## Prompt
Filter the lines below, keeping each one that holds "here".

########

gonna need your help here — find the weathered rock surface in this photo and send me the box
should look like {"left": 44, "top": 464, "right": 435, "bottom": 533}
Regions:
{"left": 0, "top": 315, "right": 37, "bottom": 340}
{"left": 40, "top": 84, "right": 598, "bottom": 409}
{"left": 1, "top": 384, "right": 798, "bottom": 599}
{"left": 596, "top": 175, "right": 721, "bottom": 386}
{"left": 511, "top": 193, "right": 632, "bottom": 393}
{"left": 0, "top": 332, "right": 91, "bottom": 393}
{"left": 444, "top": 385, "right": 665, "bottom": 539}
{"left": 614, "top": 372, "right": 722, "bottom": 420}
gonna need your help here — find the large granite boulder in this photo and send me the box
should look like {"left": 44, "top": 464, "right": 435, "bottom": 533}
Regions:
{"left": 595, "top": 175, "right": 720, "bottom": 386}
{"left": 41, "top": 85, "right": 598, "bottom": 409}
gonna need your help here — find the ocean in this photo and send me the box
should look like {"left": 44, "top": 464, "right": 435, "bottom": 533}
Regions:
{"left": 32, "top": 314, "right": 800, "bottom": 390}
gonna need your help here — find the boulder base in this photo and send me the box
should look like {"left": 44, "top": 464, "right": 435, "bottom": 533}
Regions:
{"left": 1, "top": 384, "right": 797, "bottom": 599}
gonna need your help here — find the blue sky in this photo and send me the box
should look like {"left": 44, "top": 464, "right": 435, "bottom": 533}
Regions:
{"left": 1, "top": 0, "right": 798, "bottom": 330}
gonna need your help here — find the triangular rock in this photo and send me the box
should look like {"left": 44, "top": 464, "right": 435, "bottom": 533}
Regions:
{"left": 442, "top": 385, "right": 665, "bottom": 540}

########

## Reply
gonna need your help here — find the weathered rock surface in this photo and send me the box
gonna need your help here — find the large granite boulder in this photo and send me the box
gonna need your help here — find the ocean in this photo and send me the box
gonna need your help here — find the boulder base in this photo and send me the box
gonna need your help here — find the blue sky in this photo and send me the box
gonna need your help here — find the triangular rock in this photo and send me the box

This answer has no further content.